***** Extract provided *****

[gecode-users] Linear Diophantine Equations

Neill Clift neillclift at live.com
Wed Jan 4 22:40:11 CET 2017


Hi,
Thanks for your response. I was hoping there was some technique I wasn't 
aware of used in constraint satisfaction systems.
r is small in my system. In fact just having something for r=3 would be 
a big deal. It has to be very fast though as this would be a prune.
I am familiar with integer programming but I thought using something 
like glpk would be too slow.
Neill.

On 1/4/2017 3:03 AM, Christian Schulte wrote:
> Hi Neill,
>
> Gecode uses standard propagation techniques for linear equations: depending
> on the size and values of the a_i propagation tends to be rather weak. It
> can use domain consistent propagation for the linear constraint but its
> complexity is exponential.

*****

## Written task:
Continue the mailing-list message about linear Diophantine equations in Gecode from its last sentence. The entries below come from a different source than this message.

***** Raw records *****

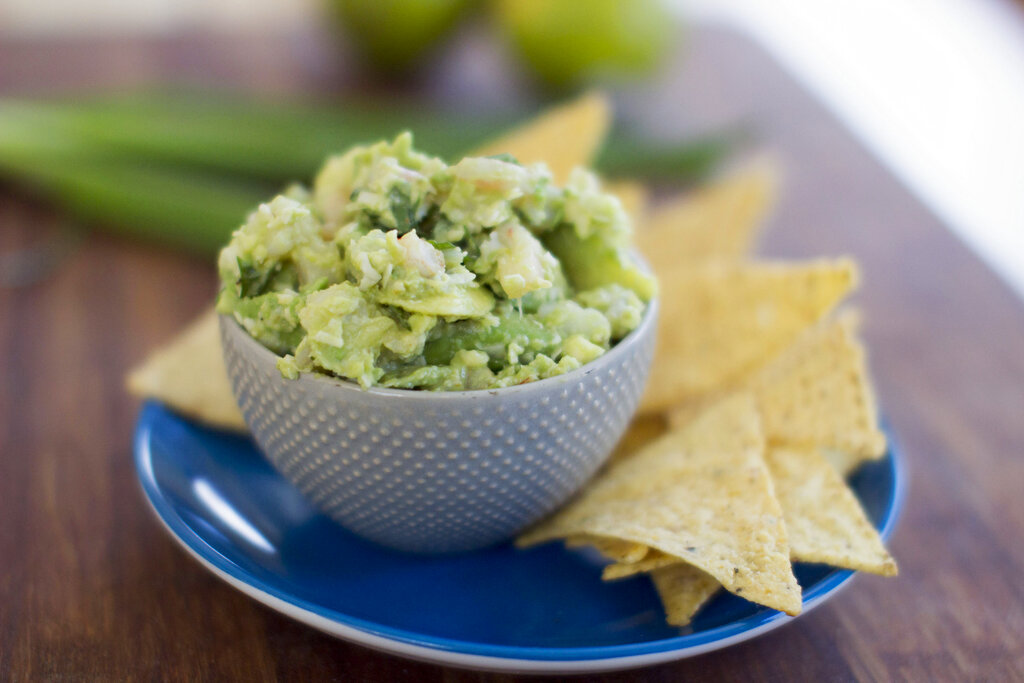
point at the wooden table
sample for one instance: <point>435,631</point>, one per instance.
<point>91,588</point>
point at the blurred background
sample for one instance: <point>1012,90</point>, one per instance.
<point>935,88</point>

*****

## Exercise output:
>
> It might work reasonably well for small r but why not using a linear integer
> programming solver:
> 	https://en.wikipedia.org/wiki/Integer_programming
>
> Cheers
> Christian
>
> --
> Christian Schulte, www.gecode.org/~schulte
> Professor of Computer Science, KTH, cschulte at kth.se
> Expert Researcher, SICS, cschulte at sics.se
>
>
> -----Original Message-----
> From: users-bounces at gecode.org [mailto:users-bounces at gecode.org] On Behalf
> Of Neill Clift
> Sent: Wednesday, January 4, 2017 01:00
> To: users at gecode.org
> Subject: [gecode-users] Linear Diophantine Equations
>
> Hi,
> I was wondering if people thought if constraint satisfaction in general and
> more specifically gecode was suitable for solving quickly a system system
> like this:
>
> $a_1x_1+a_2x_2+...+a_rx_r=n$
> $1 \leq a_i$
> $1 \leq x_i \leq 2^l$
> $1 \leq l$
> All variables are integers. a_i is given. We want to find the x_i's.
>
> I have billions of these problems that I could attempt to solve in an
> algorithm I have for computing optimal addition chains. Currently I am only
> solving cases with $r=2$ using extended gcd. This gives me a very powerful
> prune in the code.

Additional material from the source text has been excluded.